**TASK OBJECTIVE**
All lines from the one with "Target: red jersey with number 19" through the final line of the records below must be written out exactly, with no other text.

**DATA TO EXAMINE**
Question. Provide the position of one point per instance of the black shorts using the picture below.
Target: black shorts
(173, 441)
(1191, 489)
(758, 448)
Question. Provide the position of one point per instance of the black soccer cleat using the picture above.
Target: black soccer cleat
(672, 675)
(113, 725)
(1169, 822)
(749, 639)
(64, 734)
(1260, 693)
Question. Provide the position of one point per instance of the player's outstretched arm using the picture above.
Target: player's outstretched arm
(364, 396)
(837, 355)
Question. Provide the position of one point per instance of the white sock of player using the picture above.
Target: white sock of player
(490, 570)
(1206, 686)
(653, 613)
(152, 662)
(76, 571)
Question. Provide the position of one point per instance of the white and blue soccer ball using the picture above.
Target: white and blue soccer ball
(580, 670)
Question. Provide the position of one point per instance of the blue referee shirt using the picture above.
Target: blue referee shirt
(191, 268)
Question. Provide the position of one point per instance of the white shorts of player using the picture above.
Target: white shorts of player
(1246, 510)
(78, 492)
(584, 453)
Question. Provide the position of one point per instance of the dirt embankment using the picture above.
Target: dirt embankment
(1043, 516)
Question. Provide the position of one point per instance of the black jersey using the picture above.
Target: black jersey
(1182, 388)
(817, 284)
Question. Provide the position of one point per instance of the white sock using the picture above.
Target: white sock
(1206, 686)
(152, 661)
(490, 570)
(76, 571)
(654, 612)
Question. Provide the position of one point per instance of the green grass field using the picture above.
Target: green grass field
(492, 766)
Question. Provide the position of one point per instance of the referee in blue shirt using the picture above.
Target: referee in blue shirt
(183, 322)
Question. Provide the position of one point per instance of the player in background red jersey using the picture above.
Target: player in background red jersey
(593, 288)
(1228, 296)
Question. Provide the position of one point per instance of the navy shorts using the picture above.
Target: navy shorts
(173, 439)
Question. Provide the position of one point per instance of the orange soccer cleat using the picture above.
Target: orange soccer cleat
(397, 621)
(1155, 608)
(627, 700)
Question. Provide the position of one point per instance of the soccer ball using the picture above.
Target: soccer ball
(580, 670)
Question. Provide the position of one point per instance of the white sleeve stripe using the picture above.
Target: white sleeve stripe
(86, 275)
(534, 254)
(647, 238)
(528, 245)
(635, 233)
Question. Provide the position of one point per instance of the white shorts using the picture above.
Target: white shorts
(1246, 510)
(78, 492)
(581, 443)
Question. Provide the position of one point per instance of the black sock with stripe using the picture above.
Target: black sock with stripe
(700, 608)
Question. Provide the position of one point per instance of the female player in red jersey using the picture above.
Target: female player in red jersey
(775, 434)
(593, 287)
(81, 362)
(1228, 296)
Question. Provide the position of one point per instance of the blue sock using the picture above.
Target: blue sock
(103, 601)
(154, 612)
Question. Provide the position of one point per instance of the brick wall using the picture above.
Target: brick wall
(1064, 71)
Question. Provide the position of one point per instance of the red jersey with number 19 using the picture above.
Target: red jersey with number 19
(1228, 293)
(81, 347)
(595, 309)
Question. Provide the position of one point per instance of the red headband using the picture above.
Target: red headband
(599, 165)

**WRITTEN ANSWER**
Target: red jersey with number 19
(1228, 293)
(81, 347)
(595, 309)
Question. Provide the position of one point per instance of the red headband using the picture above.
Target: red headband
(599, 165)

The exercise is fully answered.